* **Passage provided**
Tash Aw’s Strangers on a Pier

I think I’ve been lucky this year : within three months, I’ve read two books that have touched me so much so that they have stayed with me for more moments and too many whiles. Hanya Yanagihara’s A Little Life, I wrote about recently; and recently I finished reading Tash Aw’s Strangers on a Pier. The former a work of fiction of epic proportions (700+ pages) and the latter, a more personal essay that struck a more specific chord, of only 37 pages (if you don’t count my re-readings).

When I read the first chapter of Aw’s Strangers on a Pier, his missive on identifying his identity struck a chord with me. So much so that I began making notes and drafting ideas on an essay I was to write as inspired by his story. He talked about his grandparents making it onto Malayan shores from China, and it resonated with me because despite being told that I was Malay, I have since learnt that my roots are only, at best, 1/8th Malay – 1/4 if you consider being Javanese as Malay. My other 3/4 are Siamese, Chinese and Indian – with lineage from these parts coming to roost in Malaya as recent as the mid 1800s / early 1900s.

Such deliberations in my mind often wander into the political. The more I think about being a ‘Malay’, the more I realise that ethnically I am not purely Malay, that at least half of me disqualifies me from being a ‘son of the soil’ and it often makes me wonder how, by chance and legislation, I became ‘chosen’ – chosen to attend the best school, chosen to receive a scholarship, chosen to obtain discounts on property purchases – not by way of need or being the best, but by way of birth. From there my thoughts wander into missives of entitlement and the woes that brings with it, and I saw my essay wander slowly into that territory.

Aw does not go there, though. Nowhere in his beautiful story of a Malaysian Chinese boy, exists any trace of resentment, bitterness or politics. While a reader familiar with the Malaysian position will not resent a discussion of racial discord and malcontent, Aw does not descend into this (although he has touched upon it in another essay written for Granta a few years earlier). Instead, through this work he has created a beautiful and pensive deliberation of what it means to be a child of Generation Mahathir – kids and teenagers growing up as the country was growing up: nation and people sharing the same growing pains, the same awkwardness of fitting into a world that didn’t seem to have a suitable mould for it; yet lacking the flexibility of being able to slot into whatever pigeonhole it was prescribed.

* **Dataset rows**
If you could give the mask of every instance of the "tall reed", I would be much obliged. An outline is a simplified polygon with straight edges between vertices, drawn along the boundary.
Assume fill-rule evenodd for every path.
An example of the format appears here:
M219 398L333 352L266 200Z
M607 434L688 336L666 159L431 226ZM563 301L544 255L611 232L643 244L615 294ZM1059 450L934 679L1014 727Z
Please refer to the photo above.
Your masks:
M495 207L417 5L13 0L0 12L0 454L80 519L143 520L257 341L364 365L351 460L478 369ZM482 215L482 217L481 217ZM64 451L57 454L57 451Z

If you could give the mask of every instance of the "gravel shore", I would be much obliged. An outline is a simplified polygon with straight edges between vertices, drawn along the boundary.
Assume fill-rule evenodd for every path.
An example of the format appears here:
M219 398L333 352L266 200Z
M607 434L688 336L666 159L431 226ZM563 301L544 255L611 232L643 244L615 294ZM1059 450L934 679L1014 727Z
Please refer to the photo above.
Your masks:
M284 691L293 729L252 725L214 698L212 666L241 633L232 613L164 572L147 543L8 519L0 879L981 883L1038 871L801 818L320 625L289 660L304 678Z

* **Actions to take**
**a.** In the review of Strangers on a Pier, how many pages long is Aw's essay?
**b.** Say whether each statement agrees with the review of Strangers on a Pier, and quote the deciding words: (i) The writer's ancestry includes Siamese, Chinese and Indian roots. (ii) Aw's story dwells on racial resentment and politics. (iii) Aw's grandparents came to Malaya from India.
**c.** Continue the review of Strangers on a Pier with a paragraph or two that pick up after its final sentence.

* **Responses per task**
**a.** 37 pages

**b.**
(i) Yes: "My other 3/4 are Siamese, Chinese and Indian"
(ii) No: "Nowhere in his beautiful story of a Malaysian Chinese boy, exists any trace of resentment, bitterness or politics."
(iii) No: "his grandparents making it onto Malayan shores from China"

**c.**
Could you write about contemporary Malaysia without mentioning race and politics, when racial politics is the very thing that defines the country in so many ways today? Perhaps you could say that dismissing this aspect over-romanticises a country that is in sore need of healing: that ignoring it means we obscure the very root cause of our discontent. But by keeping it in the background and giving it barely a mention, what Aw has managed to do is to ‘unify’ the experience of a particular class of Malaysians: children of first-generation middle-class professionals. It is not a sob story, it is not a rags-to-riches story that Malaysians so often love, but a matter-of-fact observation that many can relate to: Malay, Chinese, Indian dan lain-lain. This is a different narrative and yet, despite being an essay rather than a work of literary fiction, it is almost a natural progression of the narrative that Abdullah Hussein brought in Interlok, where that was a story of a country in its infancy and trying to find its feet.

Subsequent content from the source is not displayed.